[start]

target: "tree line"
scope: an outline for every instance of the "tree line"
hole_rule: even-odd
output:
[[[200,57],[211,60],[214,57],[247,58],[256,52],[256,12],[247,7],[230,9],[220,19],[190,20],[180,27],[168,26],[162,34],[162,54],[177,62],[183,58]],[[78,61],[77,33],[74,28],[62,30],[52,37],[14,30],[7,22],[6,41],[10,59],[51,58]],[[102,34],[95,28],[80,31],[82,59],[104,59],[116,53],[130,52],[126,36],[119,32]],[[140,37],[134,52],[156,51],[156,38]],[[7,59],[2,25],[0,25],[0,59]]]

[end]

- [YOUR TASK]: Copy the lines above word for word, with no changes.

- [EXPECTED ANSWER]:
target: "tree line"
scope: an outline for every instance of the "tree line"
hole_rule: even-odd
output:
[[[200,57],[211,60],[214,57],[247,58],[256,52],[256,12],[247,7],[230,9],[220,19],[190,20],[180,27],[168,26],[162,34],[162,54],[177,62],[183,58]],[[78,61],[77,33],[74,28],[62,30],[52,37],[14,30],[7,22],[6,41],[10,59],[51,58]],[[102,34],[95,28],[80,31],[82,59],[104,59],[116,53],[130,52],[126,36],[119,32]],[[140,37],[134,52],[156,51],[156,38]],[[7,59],[2,25],[0,25],[0,59]]]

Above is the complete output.